## What to work on
Starting at the line that contains "Indicate every instance of the fog" and ending at the final line below, turn those lines into a Markdown table with the columns Row and Line. Number each row and leave out any blank lines.

## Supplied material
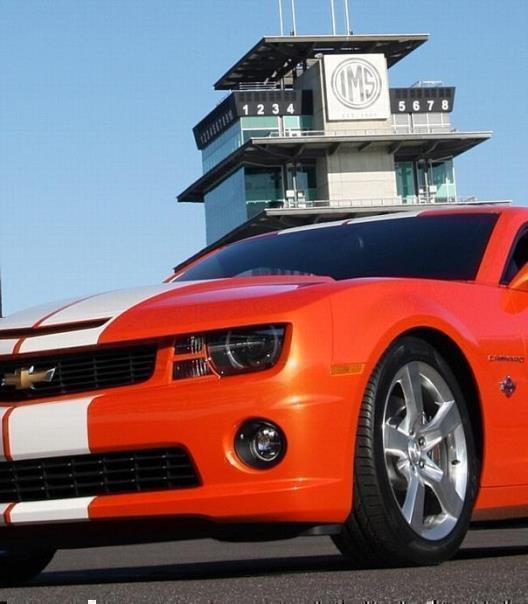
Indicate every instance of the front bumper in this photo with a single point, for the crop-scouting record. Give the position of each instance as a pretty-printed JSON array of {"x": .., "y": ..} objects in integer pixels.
[{"x": 316, "y": 410}]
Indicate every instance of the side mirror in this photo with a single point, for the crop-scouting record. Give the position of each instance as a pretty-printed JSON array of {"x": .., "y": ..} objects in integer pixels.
[{"x": 520, "y": 281}]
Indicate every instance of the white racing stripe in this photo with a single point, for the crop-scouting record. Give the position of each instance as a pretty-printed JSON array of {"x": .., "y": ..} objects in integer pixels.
[
  {"x": 7, "y": 346},
  {"x": 326, "y": 225},
  {"x": 55, "y": 510},
  {"x": 110, "y": 304},
  {"x": 3, "y": 508},
  {"x": 49, "y": 429},
  {"x": 67, "y": 339},
  {"x": 25, "y": 319}
]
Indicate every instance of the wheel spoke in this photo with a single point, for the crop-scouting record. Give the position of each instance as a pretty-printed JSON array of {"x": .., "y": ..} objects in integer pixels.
[
  {"x": 413, "y": 506},
  {"x": 443, "y": 489},
  {"x": 412, "y": 390},
  {"x": 444, "y": 423},
  {"x": 404, "y": 468},
  {"x": 396, "y": 442}
]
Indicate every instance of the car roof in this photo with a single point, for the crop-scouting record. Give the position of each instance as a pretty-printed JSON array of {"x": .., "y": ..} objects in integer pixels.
[{"x": 481, "y": 209}]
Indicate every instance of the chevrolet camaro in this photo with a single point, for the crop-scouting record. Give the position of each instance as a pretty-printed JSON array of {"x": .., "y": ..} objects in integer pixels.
[{"x": 364, "y": 379}]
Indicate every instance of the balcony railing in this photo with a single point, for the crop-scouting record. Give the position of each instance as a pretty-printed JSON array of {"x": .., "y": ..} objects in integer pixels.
[
  {"x": 412, "y": 200},
  {"x": 392, "y": 130}
]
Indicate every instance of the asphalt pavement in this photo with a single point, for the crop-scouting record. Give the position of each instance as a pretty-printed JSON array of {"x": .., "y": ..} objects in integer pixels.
[{"x": 491, "y": 567}]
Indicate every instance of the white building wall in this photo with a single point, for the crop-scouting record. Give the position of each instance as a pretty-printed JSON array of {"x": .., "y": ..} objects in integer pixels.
[{"x": 353, "y": 174}]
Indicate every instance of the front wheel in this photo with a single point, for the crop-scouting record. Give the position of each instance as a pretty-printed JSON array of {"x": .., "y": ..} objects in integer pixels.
[
  {"x": 17, "y": 567},
  {"x": 415, "y": 469}
]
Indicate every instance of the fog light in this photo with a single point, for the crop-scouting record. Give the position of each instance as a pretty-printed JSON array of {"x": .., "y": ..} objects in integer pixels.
[{"x": 260, "y": 444}]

## Exercise result
| Row | Line |
|---|---|
| 1 | Indicate every instance of the fog light in this photo with a single point, for the crop-scouting record. Give the position of each instance as a pretty-printed JSON array of {"x": .., "y": ..} objects in integer pixels. |
| 2 | [{"x": 260, "y": 444}] |